*Given problem 1:* Please copy out the Stay a Little Longer article in full, word for word.

Sunday 23 May 2010

Stay a Little Longer in Wroxham



Keith Brown Chief Executive East of England Tourism (EET) (left) is pictured at Wroxham Barns with Ian Russell on 20 May at the launch of the Stay a Little Longer guides to Wroxham, Loddon and Somerleyton.

Download a copy of the Wroxham Guide from
http://www.eet.org.uk/doclib/Local_Information_Guides___Wroxham.pdf.

The leaflets are the first batch of a series of 50 Stay a Little Longer guides to rural areas in the East of England produced by EET, as part of their Sustainable Tourism East project, supported under the Rural Development Programme for England by the East of England Development Agency, Defra and the EU.

*Supplied material:*
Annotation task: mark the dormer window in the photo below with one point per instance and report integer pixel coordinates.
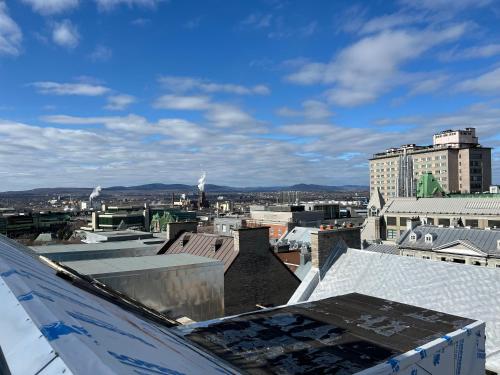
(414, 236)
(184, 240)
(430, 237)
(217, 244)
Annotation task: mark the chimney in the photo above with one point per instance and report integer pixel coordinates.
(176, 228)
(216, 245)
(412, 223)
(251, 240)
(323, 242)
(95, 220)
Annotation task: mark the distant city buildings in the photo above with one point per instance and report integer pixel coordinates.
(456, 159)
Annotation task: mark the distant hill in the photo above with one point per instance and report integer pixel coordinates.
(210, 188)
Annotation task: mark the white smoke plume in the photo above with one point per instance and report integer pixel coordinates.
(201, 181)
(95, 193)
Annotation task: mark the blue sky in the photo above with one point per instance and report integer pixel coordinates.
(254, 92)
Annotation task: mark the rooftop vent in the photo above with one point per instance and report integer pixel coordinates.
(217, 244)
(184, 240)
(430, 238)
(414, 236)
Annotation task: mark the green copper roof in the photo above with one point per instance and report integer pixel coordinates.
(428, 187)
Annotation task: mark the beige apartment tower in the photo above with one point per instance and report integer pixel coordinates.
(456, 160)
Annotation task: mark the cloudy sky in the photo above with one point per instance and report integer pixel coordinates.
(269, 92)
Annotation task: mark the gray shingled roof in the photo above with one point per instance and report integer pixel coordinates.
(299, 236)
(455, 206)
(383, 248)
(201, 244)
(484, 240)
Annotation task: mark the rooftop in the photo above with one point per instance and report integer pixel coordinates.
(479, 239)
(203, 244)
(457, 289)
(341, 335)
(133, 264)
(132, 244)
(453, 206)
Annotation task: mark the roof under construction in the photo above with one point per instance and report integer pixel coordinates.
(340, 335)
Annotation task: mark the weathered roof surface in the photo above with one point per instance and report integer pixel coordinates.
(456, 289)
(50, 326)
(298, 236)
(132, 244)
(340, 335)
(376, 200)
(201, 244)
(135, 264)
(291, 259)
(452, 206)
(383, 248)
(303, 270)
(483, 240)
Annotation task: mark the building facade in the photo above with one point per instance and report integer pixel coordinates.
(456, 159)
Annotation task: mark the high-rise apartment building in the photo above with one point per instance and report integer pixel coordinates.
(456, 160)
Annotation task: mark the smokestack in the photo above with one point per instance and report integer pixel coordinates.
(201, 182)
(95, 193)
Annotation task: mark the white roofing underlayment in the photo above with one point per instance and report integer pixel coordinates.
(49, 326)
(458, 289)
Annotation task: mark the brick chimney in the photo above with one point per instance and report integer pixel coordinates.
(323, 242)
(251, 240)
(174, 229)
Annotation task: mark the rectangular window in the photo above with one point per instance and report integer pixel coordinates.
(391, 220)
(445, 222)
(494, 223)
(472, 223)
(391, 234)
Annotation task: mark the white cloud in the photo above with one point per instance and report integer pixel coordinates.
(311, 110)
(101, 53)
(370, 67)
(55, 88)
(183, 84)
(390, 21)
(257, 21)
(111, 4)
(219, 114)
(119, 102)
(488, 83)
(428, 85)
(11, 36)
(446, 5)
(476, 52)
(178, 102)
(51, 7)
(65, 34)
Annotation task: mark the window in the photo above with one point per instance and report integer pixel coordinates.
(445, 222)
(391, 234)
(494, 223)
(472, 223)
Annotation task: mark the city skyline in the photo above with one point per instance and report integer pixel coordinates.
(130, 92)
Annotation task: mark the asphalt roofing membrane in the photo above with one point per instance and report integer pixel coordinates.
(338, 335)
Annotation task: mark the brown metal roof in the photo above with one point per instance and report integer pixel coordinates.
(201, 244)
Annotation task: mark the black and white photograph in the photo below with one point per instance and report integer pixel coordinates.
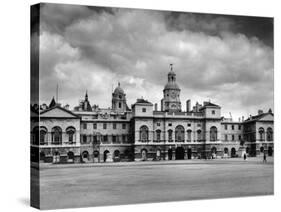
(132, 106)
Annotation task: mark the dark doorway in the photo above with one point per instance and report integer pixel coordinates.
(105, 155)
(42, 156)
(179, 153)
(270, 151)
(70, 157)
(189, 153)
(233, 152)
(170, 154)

*Given problem 2:* Swap "Annotation task" for "Labeling job" in the entries, starting at the line that contains "Annotation task: mark the window" and ending with the last entry, and leave everything else unchanged. Give only those lines, without the pictures.

*Worked solution 1:*
Sunday 23 May 2010

Stay a Little Longer in Wroxham



Keith Brown Chief Executive East of England Tourism (EET) (left) is pictured at Wroxham Barns with Ian Russell on 20 May at the launch of the Stay a Little Longer guides to Wroxham, Loddon and Somerleyton.

Download a copy of the Wroxham Guide from
http://www.eet.org.uk/doclib/Local_Information_Guides___Wroxham.pdf.

The leaflets are the first batch of a series of 50 Stay a Little Longer guides to rural areas in the East of England produced by EET, as part of their Sustainable Tourism East project, supported under the Rural Development Programme for England by the East of England Development Agency, Defra and the EU.

*Worked solution 2:*
Labeling job: mark the window in the photo above with one point per instance and report integer pixel coordinates.
(445, 222)
(391, 234)
(494, 223)
(472, 223)
Labeling job: mark the city skyline in the photo above with one point per instance and report integer pixel coordinates.
(130, 92)
Labeling job: mark the asphalt roofing membrane in the photo above with one point per instance and report integer pixel coordinates.
(338, 335)
Labeling job: mark the brown metal roof in the photo above with one point per instance and report integer pixel coordinates.
(201, 244)
Labeling job: mark the black and white photograph in the photo below with one point per instance and report integer pixel coordinates.
(132, 106)
Labeling job: mark the dark doorway in the photo above with one point per instance and report integer pixel coordinates.
(105, 155)
(42, 156)
(179, 153)
(270, 151)
(70, 157)
(189, 153)
(233, 152)
(170, 154)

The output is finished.